• _TO DO_
How many lines in the records below contain the word "gray"? Give only that number.

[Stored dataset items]
****************

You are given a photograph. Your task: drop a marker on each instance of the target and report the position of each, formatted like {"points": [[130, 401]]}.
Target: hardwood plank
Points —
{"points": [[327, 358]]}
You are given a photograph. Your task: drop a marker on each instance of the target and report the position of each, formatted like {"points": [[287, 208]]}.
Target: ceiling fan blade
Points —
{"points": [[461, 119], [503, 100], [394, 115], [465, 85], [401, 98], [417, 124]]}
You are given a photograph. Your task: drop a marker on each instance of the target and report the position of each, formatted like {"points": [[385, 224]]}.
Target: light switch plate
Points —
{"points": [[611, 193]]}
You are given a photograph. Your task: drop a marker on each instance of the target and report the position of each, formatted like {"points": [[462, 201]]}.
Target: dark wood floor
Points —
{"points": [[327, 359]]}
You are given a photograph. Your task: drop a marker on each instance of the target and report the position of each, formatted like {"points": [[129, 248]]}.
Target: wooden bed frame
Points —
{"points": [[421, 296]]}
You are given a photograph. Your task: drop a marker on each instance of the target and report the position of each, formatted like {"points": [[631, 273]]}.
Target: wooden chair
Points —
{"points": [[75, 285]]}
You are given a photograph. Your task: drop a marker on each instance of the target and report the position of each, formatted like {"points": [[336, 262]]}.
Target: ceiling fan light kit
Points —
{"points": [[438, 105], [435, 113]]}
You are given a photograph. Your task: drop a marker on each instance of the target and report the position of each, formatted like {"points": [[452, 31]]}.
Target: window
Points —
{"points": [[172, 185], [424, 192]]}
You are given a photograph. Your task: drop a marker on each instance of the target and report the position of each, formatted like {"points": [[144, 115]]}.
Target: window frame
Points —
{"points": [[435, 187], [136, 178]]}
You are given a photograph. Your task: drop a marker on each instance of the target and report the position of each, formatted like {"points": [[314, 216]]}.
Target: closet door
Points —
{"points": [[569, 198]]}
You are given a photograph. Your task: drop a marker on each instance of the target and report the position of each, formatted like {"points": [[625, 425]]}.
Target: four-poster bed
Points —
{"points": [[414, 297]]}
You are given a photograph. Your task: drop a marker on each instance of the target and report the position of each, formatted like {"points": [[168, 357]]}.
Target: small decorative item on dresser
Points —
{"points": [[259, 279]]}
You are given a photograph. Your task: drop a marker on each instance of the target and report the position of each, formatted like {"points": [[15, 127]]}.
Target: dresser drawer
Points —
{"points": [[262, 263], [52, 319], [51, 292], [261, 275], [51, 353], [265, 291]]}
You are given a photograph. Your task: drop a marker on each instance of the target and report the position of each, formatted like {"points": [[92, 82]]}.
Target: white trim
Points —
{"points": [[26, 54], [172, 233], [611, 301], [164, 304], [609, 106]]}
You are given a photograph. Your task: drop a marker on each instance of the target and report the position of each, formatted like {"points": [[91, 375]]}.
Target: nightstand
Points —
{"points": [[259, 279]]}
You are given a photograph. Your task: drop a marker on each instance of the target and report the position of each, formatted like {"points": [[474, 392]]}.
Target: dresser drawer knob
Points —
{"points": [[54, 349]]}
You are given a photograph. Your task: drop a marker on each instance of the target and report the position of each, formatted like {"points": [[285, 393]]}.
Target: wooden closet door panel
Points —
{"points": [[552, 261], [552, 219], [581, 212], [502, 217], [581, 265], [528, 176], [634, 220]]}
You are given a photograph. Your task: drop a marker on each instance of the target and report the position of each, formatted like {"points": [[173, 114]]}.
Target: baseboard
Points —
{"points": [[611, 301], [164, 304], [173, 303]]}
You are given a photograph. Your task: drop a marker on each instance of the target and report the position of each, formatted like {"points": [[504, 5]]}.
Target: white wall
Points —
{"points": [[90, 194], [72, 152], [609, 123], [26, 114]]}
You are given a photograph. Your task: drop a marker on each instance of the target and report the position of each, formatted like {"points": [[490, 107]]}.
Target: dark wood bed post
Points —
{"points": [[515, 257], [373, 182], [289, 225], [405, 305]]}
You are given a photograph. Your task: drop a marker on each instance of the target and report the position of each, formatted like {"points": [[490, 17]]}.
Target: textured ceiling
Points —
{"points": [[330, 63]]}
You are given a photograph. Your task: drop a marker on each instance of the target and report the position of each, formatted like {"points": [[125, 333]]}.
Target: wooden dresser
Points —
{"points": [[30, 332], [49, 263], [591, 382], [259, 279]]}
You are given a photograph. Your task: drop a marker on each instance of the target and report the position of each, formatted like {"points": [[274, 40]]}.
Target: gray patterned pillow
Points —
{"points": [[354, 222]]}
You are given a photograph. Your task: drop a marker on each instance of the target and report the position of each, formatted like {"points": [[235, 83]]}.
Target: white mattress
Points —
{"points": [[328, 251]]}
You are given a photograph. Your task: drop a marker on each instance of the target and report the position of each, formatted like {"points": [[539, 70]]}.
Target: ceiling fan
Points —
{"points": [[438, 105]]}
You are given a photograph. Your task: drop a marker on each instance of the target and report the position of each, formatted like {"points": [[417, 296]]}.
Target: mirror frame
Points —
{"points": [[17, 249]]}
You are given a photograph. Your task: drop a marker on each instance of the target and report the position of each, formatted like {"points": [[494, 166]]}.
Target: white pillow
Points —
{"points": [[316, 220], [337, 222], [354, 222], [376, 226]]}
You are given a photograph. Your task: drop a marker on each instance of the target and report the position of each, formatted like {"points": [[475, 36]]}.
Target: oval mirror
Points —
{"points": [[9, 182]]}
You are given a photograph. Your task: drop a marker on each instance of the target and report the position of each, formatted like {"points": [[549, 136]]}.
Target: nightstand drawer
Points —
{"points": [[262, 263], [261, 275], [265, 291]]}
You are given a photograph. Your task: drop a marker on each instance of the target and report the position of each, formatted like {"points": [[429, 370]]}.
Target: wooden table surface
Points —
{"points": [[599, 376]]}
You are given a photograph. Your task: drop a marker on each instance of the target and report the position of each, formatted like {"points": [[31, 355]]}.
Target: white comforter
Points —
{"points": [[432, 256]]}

****************

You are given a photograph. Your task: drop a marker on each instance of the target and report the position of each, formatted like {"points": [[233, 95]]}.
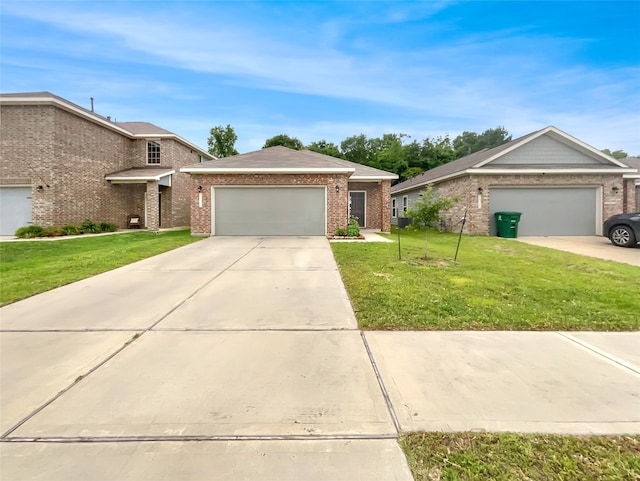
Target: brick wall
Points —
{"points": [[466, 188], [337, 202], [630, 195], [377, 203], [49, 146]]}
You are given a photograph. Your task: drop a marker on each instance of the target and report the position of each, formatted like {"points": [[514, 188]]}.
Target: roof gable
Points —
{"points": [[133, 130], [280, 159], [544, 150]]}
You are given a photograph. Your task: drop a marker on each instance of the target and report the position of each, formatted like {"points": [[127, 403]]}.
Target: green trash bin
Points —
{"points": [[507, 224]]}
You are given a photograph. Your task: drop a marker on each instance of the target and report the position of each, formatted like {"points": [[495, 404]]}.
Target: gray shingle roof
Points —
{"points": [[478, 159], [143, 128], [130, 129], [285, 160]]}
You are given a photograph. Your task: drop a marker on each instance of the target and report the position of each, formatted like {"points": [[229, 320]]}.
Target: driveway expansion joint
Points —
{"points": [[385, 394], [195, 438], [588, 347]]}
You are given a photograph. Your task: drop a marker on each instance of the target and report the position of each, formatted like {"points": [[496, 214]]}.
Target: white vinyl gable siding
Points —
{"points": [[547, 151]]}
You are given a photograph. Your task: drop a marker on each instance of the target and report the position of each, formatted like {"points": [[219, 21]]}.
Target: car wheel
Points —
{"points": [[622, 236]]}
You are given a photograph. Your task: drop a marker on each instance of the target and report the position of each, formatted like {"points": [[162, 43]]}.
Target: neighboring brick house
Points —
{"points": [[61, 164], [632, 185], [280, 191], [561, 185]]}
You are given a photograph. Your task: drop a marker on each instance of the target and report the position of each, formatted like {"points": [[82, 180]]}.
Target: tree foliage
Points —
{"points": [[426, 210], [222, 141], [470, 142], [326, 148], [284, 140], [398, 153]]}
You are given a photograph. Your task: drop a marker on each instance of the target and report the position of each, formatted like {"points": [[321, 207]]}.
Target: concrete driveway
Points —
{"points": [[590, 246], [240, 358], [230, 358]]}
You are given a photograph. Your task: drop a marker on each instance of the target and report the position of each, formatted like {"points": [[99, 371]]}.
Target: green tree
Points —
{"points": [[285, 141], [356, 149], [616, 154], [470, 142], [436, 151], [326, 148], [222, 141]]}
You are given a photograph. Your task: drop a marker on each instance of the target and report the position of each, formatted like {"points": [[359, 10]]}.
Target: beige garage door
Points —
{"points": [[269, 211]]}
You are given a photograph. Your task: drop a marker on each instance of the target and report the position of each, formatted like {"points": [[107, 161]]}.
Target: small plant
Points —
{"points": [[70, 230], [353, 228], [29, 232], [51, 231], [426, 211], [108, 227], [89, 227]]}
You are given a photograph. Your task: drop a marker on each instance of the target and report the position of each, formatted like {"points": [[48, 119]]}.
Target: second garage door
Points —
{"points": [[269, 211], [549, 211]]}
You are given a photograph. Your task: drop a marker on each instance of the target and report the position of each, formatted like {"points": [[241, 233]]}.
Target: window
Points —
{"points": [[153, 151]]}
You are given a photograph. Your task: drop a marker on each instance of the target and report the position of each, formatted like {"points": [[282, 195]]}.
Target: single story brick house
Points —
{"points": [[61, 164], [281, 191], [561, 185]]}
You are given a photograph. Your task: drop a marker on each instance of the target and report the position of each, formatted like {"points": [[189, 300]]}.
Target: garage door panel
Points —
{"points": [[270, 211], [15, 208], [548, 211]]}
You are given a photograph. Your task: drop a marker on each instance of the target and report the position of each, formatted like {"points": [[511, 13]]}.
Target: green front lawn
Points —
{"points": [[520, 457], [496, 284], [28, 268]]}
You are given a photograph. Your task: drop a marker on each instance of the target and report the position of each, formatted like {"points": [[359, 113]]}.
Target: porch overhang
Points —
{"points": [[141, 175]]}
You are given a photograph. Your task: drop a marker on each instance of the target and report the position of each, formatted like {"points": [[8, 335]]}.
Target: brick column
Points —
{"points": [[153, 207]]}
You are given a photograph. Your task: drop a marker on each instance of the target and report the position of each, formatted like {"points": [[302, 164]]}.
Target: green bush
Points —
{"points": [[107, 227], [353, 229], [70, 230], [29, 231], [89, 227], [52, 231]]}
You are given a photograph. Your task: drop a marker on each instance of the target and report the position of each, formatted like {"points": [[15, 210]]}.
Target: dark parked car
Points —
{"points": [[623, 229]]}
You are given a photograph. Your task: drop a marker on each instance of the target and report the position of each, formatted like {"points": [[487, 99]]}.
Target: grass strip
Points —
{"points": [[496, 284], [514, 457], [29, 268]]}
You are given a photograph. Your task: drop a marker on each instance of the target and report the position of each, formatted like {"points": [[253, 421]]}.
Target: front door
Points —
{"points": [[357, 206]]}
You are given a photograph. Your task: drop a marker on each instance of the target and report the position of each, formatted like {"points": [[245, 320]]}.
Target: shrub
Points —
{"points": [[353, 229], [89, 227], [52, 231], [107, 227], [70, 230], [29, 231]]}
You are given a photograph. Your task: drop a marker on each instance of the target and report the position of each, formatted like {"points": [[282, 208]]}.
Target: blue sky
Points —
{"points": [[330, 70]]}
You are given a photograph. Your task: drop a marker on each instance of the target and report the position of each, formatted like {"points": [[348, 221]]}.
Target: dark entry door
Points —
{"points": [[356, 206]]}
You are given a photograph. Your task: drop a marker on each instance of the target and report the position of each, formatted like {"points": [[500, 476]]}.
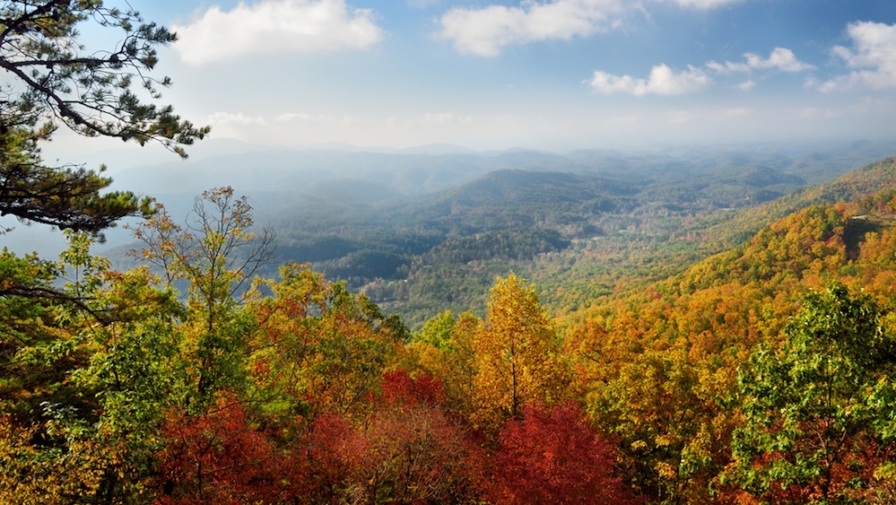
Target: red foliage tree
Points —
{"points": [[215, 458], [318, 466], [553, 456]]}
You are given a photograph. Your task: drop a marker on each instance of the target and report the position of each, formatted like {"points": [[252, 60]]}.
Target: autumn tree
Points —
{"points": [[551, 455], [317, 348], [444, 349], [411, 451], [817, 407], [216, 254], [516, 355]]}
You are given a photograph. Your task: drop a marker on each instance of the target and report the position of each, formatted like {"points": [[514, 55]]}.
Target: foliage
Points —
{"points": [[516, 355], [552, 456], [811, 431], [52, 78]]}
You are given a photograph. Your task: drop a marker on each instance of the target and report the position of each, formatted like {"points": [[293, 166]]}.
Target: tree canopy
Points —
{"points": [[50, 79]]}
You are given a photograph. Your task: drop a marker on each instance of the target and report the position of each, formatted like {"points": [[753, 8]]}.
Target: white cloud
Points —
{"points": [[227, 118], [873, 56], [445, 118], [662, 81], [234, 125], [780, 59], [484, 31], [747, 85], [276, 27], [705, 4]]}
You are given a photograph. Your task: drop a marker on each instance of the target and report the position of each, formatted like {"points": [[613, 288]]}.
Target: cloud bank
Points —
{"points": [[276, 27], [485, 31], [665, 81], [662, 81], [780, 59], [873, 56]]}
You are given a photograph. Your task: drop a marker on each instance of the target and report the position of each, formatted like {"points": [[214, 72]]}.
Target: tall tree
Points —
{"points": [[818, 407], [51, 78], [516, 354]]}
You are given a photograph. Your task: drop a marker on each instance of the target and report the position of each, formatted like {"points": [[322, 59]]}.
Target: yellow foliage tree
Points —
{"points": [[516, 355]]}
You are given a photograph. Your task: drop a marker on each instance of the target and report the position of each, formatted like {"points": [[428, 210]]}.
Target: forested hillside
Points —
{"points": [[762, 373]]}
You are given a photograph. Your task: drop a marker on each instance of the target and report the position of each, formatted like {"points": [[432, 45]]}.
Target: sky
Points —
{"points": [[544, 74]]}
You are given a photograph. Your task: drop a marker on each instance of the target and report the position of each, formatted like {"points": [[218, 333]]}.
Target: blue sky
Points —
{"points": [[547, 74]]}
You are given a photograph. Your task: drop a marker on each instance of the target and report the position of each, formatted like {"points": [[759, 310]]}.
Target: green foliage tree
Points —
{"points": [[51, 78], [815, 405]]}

****************

• _COMPLETE ANSWER_
2